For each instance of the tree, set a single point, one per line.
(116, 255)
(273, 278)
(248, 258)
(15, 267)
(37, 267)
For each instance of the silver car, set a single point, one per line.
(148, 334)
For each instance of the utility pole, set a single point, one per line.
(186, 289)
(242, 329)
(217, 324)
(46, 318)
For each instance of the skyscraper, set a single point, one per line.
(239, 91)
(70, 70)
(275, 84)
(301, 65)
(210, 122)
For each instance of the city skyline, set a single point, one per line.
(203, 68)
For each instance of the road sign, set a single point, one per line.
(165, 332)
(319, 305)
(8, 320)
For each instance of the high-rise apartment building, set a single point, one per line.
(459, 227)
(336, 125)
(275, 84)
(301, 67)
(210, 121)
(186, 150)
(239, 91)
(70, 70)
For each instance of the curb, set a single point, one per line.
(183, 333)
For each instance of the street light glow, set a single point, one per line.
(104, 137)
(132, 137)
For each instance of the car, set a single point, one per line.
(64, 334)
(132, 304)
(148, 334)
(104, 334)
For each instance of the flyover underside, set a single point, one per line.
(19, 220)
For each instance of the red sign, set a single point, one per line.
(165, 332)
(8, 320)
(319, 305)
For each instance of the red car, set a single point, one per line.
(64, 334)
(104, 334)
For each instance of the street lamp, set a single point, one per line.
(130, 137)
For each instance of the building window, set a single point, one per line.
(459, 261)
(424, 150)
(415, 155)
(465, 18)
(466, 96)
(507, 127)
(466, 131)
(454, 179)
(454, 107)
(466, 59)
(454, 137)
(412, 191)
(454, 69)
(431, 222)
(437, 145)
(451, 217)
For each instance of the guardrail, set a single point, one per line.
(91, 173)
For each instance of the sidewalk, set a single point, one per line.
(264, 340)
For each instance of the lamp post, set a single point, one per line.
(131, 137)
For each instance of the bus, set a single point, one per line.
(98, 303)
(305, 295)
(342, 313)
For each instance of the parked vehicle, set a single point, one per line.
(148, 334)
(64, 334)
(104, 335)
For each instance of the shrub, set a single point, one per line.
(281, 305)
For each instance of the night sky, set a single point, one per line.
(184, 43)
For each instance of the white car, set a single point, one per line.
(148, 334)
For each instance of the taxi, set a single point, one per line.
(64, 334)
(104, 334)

*PROBLEM TO SOLVE*. Retype every line of the data above verbatim, with no changes.

*TASK RESPONSE*.
For each instance of the tree, set a single point, one per line.
(116, 255)
(273, 278)
(248, 258)
(15, 267)
(37, 267)
For each instance of the silver car, set a single point, one per line.
(148, 334)
For each instance of the utility pole, set a single point, one per line.
(186, 289)
(242, 329)
(217, 324)
(46, 318)
For each instance of the skyscraper, set a single point, one per line.
(239, 91)
(70, 70)
(275, 84)
(301, 65)
(210, 122)
For each instance of the city skyline, set a single point, one per line.
(203, 68)
For each instance of the road sign, set a single point, one per line.
(165, 332)
(319, 305)
(8, 320)
For each instance of the high-rise apartment building, set a single point, one per line.
(459, 227)
(336, 125)
(275, 84)
(301, 67)
(210, 121)
(186, 150)
(239, 91)
(70, 70)
For each instance of the curb, set a single point, one per line.
(183, 333)
For each instance of the street light glow, set a single point, one per line.
(104, 137)
(132, 137)
For each instance of the car, set a single point, one per line.
(64, 334)
(132, 304)
(148, 334)
(104, 334)
For each instance of the flyover underside, set a single point, one per line.
(19, 220)
For each instance of the red sign, set a single point, one per line.
(165, 332)
(8, 320)
(319, 305)
For each instance of the red car, set a single point, one per line.
(64, 334)
(104, 334)
For each instance of the street lamp, set a single point, one per line.
(130, 137)
For each instance of the building window, set a single point, one per line.
(459, 261)
(424, 150)
(415, 155)
(465, 18)
(466, 96)
(507, 127)
(466, 131)
(454, 179)
(454, 107)
(466, 59)
(454, 137)
(412, 191)
(454, 69)
(431, 222)
(437, 145)
(451, 217)
For each instance of the guardrail, set a single point, one per line.
(91, 173)
For each instance of the sidewalk, set a single point, one per line.
(264, 340)
For each instance of the lamp post, set a single point, one per line.
(131, 137)
For each instance of the bus, set a single point, one per line.
(98, 303)
(305, 295)
(342, 313)
For each instance of the parked vehicle, set a single point, one per line.
(148, 334)
(64, 334)
(104, 335)
For each instance of the shrub, set a single point, one per line.
(281, 305)
For each instance of the night sky, set a single point, one per line.
(184, 43)
For each instance of the white car, set a single point, one per line.
(148, 334)
For each instance of the taxi, set a single point, one per line.
(64, 334)
(104, 334)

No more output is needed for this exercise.